QUOTED TEXT:
☆ ☆ ☆

One of the first projects we were set was the task of producing some kind of work in a “Make” project to ease us into the new study year.  We got to choose our own theme so long as we produced something that was made by us which was nice.  I chose to create work inspired by the colour spectrum, focusing on how the colour spectrum we were taught in school, made up of primary colours – red, blue and yellow, secondary colours – purple, green, orange, differed from the “light colour spectrum” or “Additive Light Spectrum” where white light is made up of different colours of light.  I produced a set of 3 canvases based on this theory, sets of overlapping and linking circles all painted with varying degrees of tone (this can be seen here).  I also made a hanging model of how the colours interact with each other – another balls on sticks piece!  We had to talk about our work in front of the class, which was quite nerve-wracking and I’m still not sure, to this day, whether anyone understood my work or even liked it.

☆ ☆ ☆

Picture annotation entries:
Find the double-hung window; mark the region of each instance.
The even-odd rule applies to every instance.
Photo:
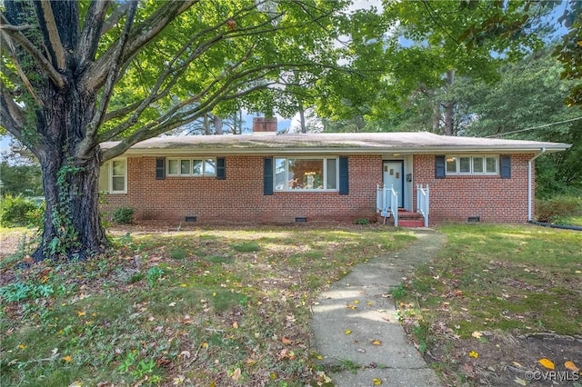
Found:
[[[109,194],[127,193],[127,161],[125,159],[109,160],[101,165],[99,191]]]
[[[276,191],[337,191],[336,157],[276,157]]]
[[[216,159],[168,159],[168,176],[216,176]]]
[[[499,157],[497,155],[447,155],[447,174],[499,174]]]

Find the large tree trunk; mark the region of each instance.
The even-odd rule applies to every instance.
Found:
[[[99,146],[95,143],[81,155],[76,152],[94,116],[95,97],[75,84],[65,90],[48,84],[42,93],[38,133],[43,140],[33,152],[43,172],[46,211],[33,258],[85,259],[108,244],[99,218]]]
[[[222,135],[222,118],[220,118],[218,115],[213,114],[212,121],[213,124],[215,125],[215,134]]]
[[[80,161],[53,149],[40,160],[47,201],[42,241],[33,254],[35,262],[84,260],[107,247],[99,216],[98,152]]]
[[[447,72],[447,86],[450,88],[455,84],[455,70]],[[455,101],[447,101],[443,103],[445,109],[445,135],[453,135],[455,131]]]
[[[299,108],[299,123],[301,124],[301,133],[307,133],[307,127],[306,126],[306,109],[303,107],[303,103],[298,101]]]

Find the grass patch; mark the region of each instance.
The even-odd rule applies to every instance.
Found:
[[[233,249],[237,253],[253,253],[258,252],[261,246],[256,242],[246,242],[233,245]]]
[[[25,296],[0,300],[3,383],[232,385],[240,372],[240,385],[315,385],[312,302],[354,264],[414,240],[403,233],[126,233],[98,259],[6,266],[3,294]]]
[[[472,365],[464,367],[470,351],[478,348],[478,362],[488,352],[497,362],[488,364],[503,362],[500,347],[487,344],[492,337],[580,334],[580,232],[492,224],[450,224],[439,232],[447,243],[437,258],[416,268],[393,294],[419,350],[440,355],[435,368],[446,383],[467,379],[473,385]],[[505,361],[522,362],[515,355]]]

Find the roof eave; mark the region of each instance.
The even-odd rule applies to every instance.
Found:
[[[382,154],[386,153],[397,153],[400,154],[498,154],[498,153],[538,153],[544,149],[545,153],[557,153],[567,150],[571,145],[562,144],[546,144],[546,146],[423,146],[423,147],[268,147],[268,148],[130,148],[125,154],[127,156],[146,155],[178,155],[178,154],[201,154],[201,155],[269,155],[269,154]]]

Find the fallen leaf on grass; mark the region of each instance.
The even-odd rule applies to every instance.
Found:
[[[541,358],[537,361],[537,362],[539,362],[541,365],[543,365],[544,367],[547,368],[548,370],[553,370],[556,368],[556,366],[554,365],[554,362],[552,362],[549,359],[547,358]]]
[[[570,362],[570,361],[564,362],[564,367],[566,367],[570,371],[574,371],[575,372],[577,372],[580,371],[580,369],[577,367],[576,364],[574,364],[574,362]]]

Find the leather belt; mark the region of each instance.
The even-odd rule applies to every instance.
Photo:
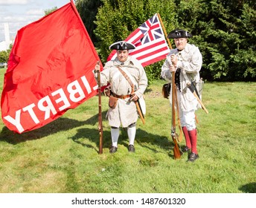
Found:
[[[127,94],[127,95],[117,95],[115,93],[112,93],[112,95],[115,97],[117,97],[117,98],[120,98],[120,99],[126,99],[126,98],[128,98],[128,97],[131,97],[131,94]]]

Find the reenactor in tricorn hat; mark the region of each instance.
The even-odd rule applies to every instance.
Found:
[[[186,146],[182,151],[188,152],[188,161],[193,162],[199,157],[195,111],[200,106],[187,84],[199,82],[202,58],[199,48],[188,42],[188,39],[191,37],[191,33],[181,29],[174,30],[168,34],[168,38],[173,39],[176,48],[170,50],[167,55],[161,76],[170,80],[172,72],[175,71],[179,118],[186,140]]]
[[[143,97],[147,86],[147,78],[143,66],[136,59],[129,55],[129,50],[135,48],[133,44],[124,41],[111,45],[109,49],[117,50],[117,57],[107,62],[100,72],[100,85],[111,85],[109,108],[106,115],[111,126],[110,153],[115,153],[118,150],[121,126],[127,129],[129,152],[135,152],[134,141],[138,116],[134,101]],[[96,72],[99,70],[100,65],[97,64],[95,78]]]

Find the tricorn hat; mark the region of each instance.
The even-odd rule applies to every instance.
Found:
[[[168,39],[191,38],[192,34],[184,30],[174,30],[168,34]]]
[[[125,41],[118,41],[117,42],[113,43],[109,46],[109,49],[115,49],[115,50],[130,50],[130,49],[135,49],[135,46],[130,42],[127,42]]]

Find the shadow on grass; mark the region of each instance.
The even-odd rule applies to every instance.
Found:
[[[95,134],[95,132],[96,134],[97,134],[97,135]],[[83,146],[94,148],[90,145],[89,146],[87,144],[85,144],[82,141],[82,140],[85,137],[86,137],[86,139],[90,140],[91,142],[96,143],[97,146],[99,146],[100,134],[97,129],[92,129],[88,128],[79,129],[77,129],[77,134],[74,137],[71,137],[70,139],[71,139],[77,143],[82,145]],[[110,148],[112,145],[112,140],[109,126],[103,126],[103,148]],[[155,152],[158,152],[158,150],[154,148],[154,146],[159,146],[160,149],[163,149],[165,150],[173,149],[172,142],[170,142],[166,137],[148,133],[144,130],[141,130],[141,129],[137,129],[135,141],[139,146],[144,148],[147,148],[148,149],[150,149],[151,151]],[[127,129],[120,128],[118,145],[123,145],[128,149],[129,138],[127,133]],[[98,152],[98,149],[96,149],[95,148],[95,149],[96,152]],[[169,154],[169,156],[173,157],[173,155]]]
[[[244,193],[256,193],[256,183],[245,184],[239,188]]]
[[[102,117],[105,117],[106,111],[102,113]],[[74,119],[66,117],[60,117],[56,120],[33,131],[17,134],[9,130],[6,126],[2,129],[0,133],[0,141],[5,141],[11,144],[17,144],[27,140],[38,140],[50,134],[57,133],[59,131],[68,131],[74,128],[82,126],[84,125],[95,126],[98,122],[98,114],[95,114],[85,121],[79,121]],[[118,143],[124,145],[128,148],[129,139],[126,129],[120,128],[121,134],[118,139]],[[88,148],[95,148],[89,144],[81,142],[80,139],[85,138],[89,140],[99,146],[99,133],[97,129],[80,128],[77,129],[75,135],[70,137],[74,142],[86,146]],[[154,146],[158,146],[163,149],[172,149],[173,148],[173,143],[166,137],[160,136],[156,134],[148,133],[141,129],[137,129],[135,141],[144,148],[147,148],[153,152],[157,152]],[[110,127],[103,126],[103,148],[109,148],[112,145]],[[98,152],[98,149],[95,149]],[[170,155],[170,157],[173,155]]]

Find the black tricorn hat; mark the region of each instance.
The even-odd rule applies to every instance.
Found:
[[[168,34],[168,39],[191,38],[192,34],[186,30],[177,29]]]
[[[109,49],[115,49],[115,50],[130,50],[130,49],[135,49],[135,46],[130,42],[127,42],[125,41],[118,41],[117,42],[113,43],[109,46]]]

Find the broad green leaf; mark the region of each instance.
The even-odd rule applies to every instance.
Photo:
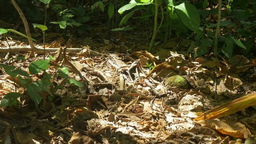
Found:
[[[72,28],[73,28],[74,27],[73,27],[73,25],[71,24],[71,23],[70,22],[67,22],[67,26],[69,26],[71,27],[72,27]]]
[[[34,26],[34,28],[39,28],[42,31],[44,31],[45,30],[47,30],[48,28],[47,27],[45,26],[45,25],[42,25],[42,24],[33,24],[33,26]]]
[[[9,92],[2,98],[0,103],[0,107],[2,108],[7,106],[18,105],[17,98],[23,96],[22,94],[18,92]]]
[[[76,10],[77,11],[78,14],[79,16],[82,16],[85,15],[85,10],[81,5],[78,6],[77,8],[76,8]]]
[[[73,16],[75,16],[72,15],[72,14],[66,14],[65,15],[65,16],[66,16],[66,17],[70,17],[70,18],[72,18]]]
[[[70,78],[69,80],[69,83],[70,84],[73,84],[75,86],[79,87],[83,87],[84,85],[81,82],[74,78]]]
[[[66,66],[61,66],[58,68],[59,72],[58,74],[58,75],[61,77],[62,78],[68,79],[68,68]]]
[[[42,80],[38,80],[36,82],[34,82],[32,83],[33,84],[34,84],[35,86],[38,86],[39,88],[42,90],[47,92],[51,96],[53,96],[53,95],[52,93],[52,92],[50,91],[46,87],[46,85],[45,85],[45,83],[44,82],[44,81]]]
[[[188,28],[197,32],[200,26],[200,16],[192,4],[184,2],[175,6],[175,12]]]
[[[0,28],[0,34],[5,34],[8,32],[8,30],[4,28]]]
[[[26,86],[27,84],[30,82],[30,79],[29,78],[23,78],[20,76],[18,76],[18,78],[20,80],[20,83],[22,87]]]
[[[140,2],[145,3],[145,2],[151,2],[150,0],[140,0]]]
[[[5,70],[12,70],[16,68],[16,67],[12,66],[9,66],[6,64],[0,64],[0,66],[2,67]]]
[[[18,74],[19,74],[21,76],[26,76],[28,78],[30,77],[29,74],[28,74],[26,72],[25,72],[21,69],[14,70],[13,70],[13,73],[16,74],[16,76]]]
[[[65,28],[67,26],[67,22],[64,20],[58,22],[50,22],[50,23],[59,24],[60,25],[60,28],[62,29],[65,29]]]
[[[31,74],[37,74],[43,70],[47,70],[50,66],[49,60],[38,60],[33,62],[28,66],[28,70]]]
[[[168,4],[168,6],[172,7],[174,7],[176,5],[176,2],[175,0],[165,0],[166,2]]]
[[[41,93],[42,89],[40,87],[35,86],[34,84],[29,84],[27,85],[27,91],[30,98],[33,100],[35,103],[36,106],[39,104],[42,100],[42,98],[38,93],[38,92]]]
[[[101,11],[102,11],[103,12],[104,12],[104,4],[100,1],[95,2],[93,4],[93,5],[92,5],[92,10],[95,8],[96,6],[99,6],[100,8],[100,10],[101,10]]]
[[[44,4],[48,4],[50,2],[50,0],[40,0],[41,2],[42,2]]]
[[[131,9],[132,8],[136,6],[137,4],[138,3],[133,3],[125,5],[124,6],[122,6],[121,8],[119,8],[118,10],[118,12],[119,14],[122,14],[126,10]]]
[[[108,6],[108,17],[109,19],[111,19],[112,16],[114,15],[114,4],[110,2],[109,3],[109,6]]]
[[[8,31],[9,32],[12,32],[13,33],[14,33],[16,34],[18,34],[20,36],[22,36],[23,37],[25,37],[26,38],[29,38],[29,39],[30,39],[31,40],[32,40],[34,41],[35,42],[36,42],[36,40],[35,40],[34,39],[31,38],[30,38],[30,37],[27,36],[25,35],[25,34],[22,34],[20,32],[18,32],[18,31],[16,31],[15,30],[13,30],[13,29],[8,29],[7,30],[8,30]]]
[[[119,26],[121,26],[123,24],[126,24],[126,22],[127,22],[127,21],[128,21],[128,20],[130,17],[131,17],[132,16],[132,15],[136,10],[134,10],[128,13],[128,14],[127,14],[124,16],[123,18],[122,19],[122,20],[121,20],[121,22],[119,24]]]

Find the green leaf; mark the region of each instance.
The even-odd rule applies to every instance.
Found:
[[[77,11],[77,13],[79,16],[82,16],[85,15],[85,10],[81,5],[78,6],[76,10]]]
[[[137,4],[138,3],[133,3],[125,5],[124,6],[122,6],[121,8],[119,8],[118,10],[118,12],[119,14],[122,14],[124,12],[133,8],[135,6],[136,6]]]
[[[124,27],[122,28],[114,28],[110,30],[111,31],[125,31],[125,30],[131,30],[135,28],[134,27],[130,27],[130,26],[127,26],[126,27]]]
[[[48,58],[50,60],[53,60],[56,59],[56,58],[53,56],[52,56],[51,55],[49,56]]]
[[[113,16],[114,15],[114,4],[112,2],[110,3],[109,6],[108,6],[108,14],[109,19],[111,19],[111,18],[112,18],[112,16]]]
[[[98,2],[98,4],[100,7],[100,8],[101,11],[102,11],[102,12],[104,12],[104,4],[101,2]]]
[[[20,84],[22,87],[26,86],[27,84],[30,82],[30,79],[29,78],[22,78],[20,76],[18,76],[18,78],[20,80]]]
[[[28,74],[26,72],[25,72],[21,69],[14,70],[13,70],[13,72],[14,74],[16,74],[16,76],[17,76],[18,74],[19,74],[21,76],[26,76],[28,78],[30,77],[30,76],[29,75],[29,74]]]
[[[47,30],[48,28],[47,27],[45,26],[45,25],[42,25],[42,24],[33,24],[33,26],[34,26],[34,28],[35,29],[36,28],[39,28],[42,31],[44,31],[45,30]]]
[[[28,66],[28,70],[31,74],[37,74],[42,70],[47,70],[50,66],[49,60],[38,60],[33,62]]]
[[[30,39],[31,40],[32,40],[34,41],[35,42],[36,42],[36,40],[35,40],[34,39],[32,38],[30,38],[30,37],[27,36],[25,35],[25,34],[22,34],[20,32],[18,32],[18,31],[16,31],[15,30],[14,30],[11,29],[6,29],[6,30],[8,30],[8,31],[9,31],[9,32],[12,32],[13,33],[14,33],[16,34],[18,34],[20,36],[22,36],[23,37],[25,37],[26,38],[29,38],[29,39]]]
[[[18,92],[11,92],[6,94],[1,100],[0,107],[18,105],[17,98],[23,97],[23,95]]]
[[[131,17],[132,16],[132,15],[137,10],[134,10],[128,13],[128,14],[127,14],[124,16],[123,18],[122,19],[122,20],[121,20],[121,22],[119,24],[119,26],[121,26],[123,24],[126,24],[126,22],[127,22],[127,21],[128,21],[128,20],[130,17]]]
[[[17,60],[18,60],[18,61],[20,60],[22,62],[24,62],[25,60],[25,58],[24,57],[18,56],[17,57]]]
[[[65,29],[65,28],[67,26],[67,22],[64,20],[62,21],[52,22],[50,22],[50,23],[59,24],[60,25],[60,28],[62,29]]]
[[[226,38],[221,51],[228,58],[230,58],[233,54],[233,48],[234,42],[230,38]]]
[[[175,6],[175,12],[184,24],[190,29],[197,32],[200,26],[200,16],[192,4],[184,2]]]
[[[92,6],[92,10],[95,8],[97,6],[99,6],[101,11],[104,12],[104,4],[102,2],[99,1],[95,2]]]
[[[35,86],[38,86],[38,88],[40,88],[42,90],[45,92],[48,93],[51,96],[53,96],[53,95],[52,93],[52,92],[50,91],[46,87],[45,85],[45,81],[43,81],[42,80],[38,80],[36,82],[33,82],[32,84],[34,84]],[[47,84],[48,85],[50,84]],[[53,84],[52,83],[52,84]],[[52,85],[52,84],[51,84]]]
[[[58,74],[58,75],[61,77],[62,78],[68,79],[68,68],[64,66],[61,66],[58,68],[59,72]]]
[[[207,7],[207,6],[208,6],[208,0],[204,0],[203,3],[203,8],[204,9]]]
[[[40,0],[41,2],[43,2],[44,4],[48,4],[50,1],[50,0]]]
[[[16,67],[12,66],[9,66],[6,64],[0,64],[0,66],[2,67],[5,70],[12,70],[16,68]]]
[[[72,22],[70,24],[72,25],[74,25],[77,26],[79,26],[82,24],[80,23],[76,22]]]
[[[40,87],[34,84],[28,84],[27,85],[27,91],[30,98],[35,103],[36,106],[39,104],[42,100],[42,98],[38,93],[38,92],[42,92]]]
[[[0,28],[0,34],[5,34],[8,32],[8,30],[4,28]]]
[[[236,40],[234,38],[231,38],[232,40],[233,40],[233,42],[236,44],[237,45],[239,46],[245,50],[246,50],[246,47],[244,46],[244,45],[242,43],[240,40]]]
[[[71,78],[69,80],[69,83],[70,84],[73,84],[75,86],[82,87],[84,86],[84,85],[81,82],[74,78]]]

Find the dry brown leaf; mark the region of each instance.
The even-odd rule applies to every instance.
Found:
[[[170,65],[167,62],[164,62],[161,64],[160,64],[158,65],[156,65],[155,67],[152,69],[148,74],[146,77],[146,78],[148,78],[154,72],[160,72],[162,69],[165,69],[166,70],[169,69],[174,69],[174,68]]]
[[[221,133],[236,138],[246,138],[250,134],[243,124],[239,123],[230,122],[230,125],[224,122],[215,120],[202,120],[198,123]],[[245,131],[244,129],[246,130]]]
[[[219,118],[244,109],[255,104],[255,103],[256,92],[248,94],[216,107],[204,112],[194,120],[199,121]]]

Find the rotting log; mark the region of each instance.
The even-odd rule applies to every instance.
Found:
[[[31,48],[29,46],[12,46],[11,47],[12,52],[27,52],[31,51]],[[58,50],[58,48],[46,48],[46,52],[56,52]],[[68,48],[67,52],[79,52],[82,50],[82,48]],[[34,50],[34,52],[38,54],[43,54],[44,48],[36,48]],[[10,52],[9,48],[0,48],[0,52]]]

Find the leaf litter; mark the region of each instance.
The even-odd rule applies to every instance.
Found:
[[[47,58],[56,54],[56,60],[50,61],[45,72],[54,76],[58,67],[64,73],[69,70],[67,78],[73,84],[59,76],[52,79],[60,88],[52,91],[53,97],[38,92],[42,102],[37,107],[19,79],[2,68],[0,100],[10,92],[25,96],[17,99],[22,106],[0,110],[0,140],[20,144],[255,142],[255,61],[240,55],[229,60],[194,58],[161,49],[154,54],[143,50],[129,54],[126,46],[109,44],[83,46],[80,52],[67,54],[84,80],[66,63],[58,62],[64,58],[61,50],[49,54]],[[47,46],[59,44],[53,42]],[[43,59],[38,55],[21,60],[24,54],[18,52],[14,56],[15,66],[26,72],[31,62]],[[11,64],[8,59],[2,62]],[[150,71],[143,66],[146,63],[154,68]],[[30,74],[31,79],[38,81],[44,72]],[[184,81],[189,88],[179,85]]]

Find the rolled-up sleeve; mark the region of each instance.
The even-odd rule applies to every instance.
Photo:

☆ ☆ ☆

TASKS FOR THIS EXERCISE:
1 - Name the colors that the Make project text lists as the primary and secondary colors taught in school.
2 - Summarize the Make project text in two sentences.

TASK RESULTS:
1 - Red, blue, yellow, purple, green, orange

2 - For an early "Make" project with a self-chosen theme, the writer made work inspired by how the school color spectrum of primary and secondary colors differs from the additive light spectrum, producing three canvases of overlapping circles and a hanging model of how the colors interact. The writer then presented the work to the class, found it nerve-wracking, and is still unsure whether anyone understood or liked it.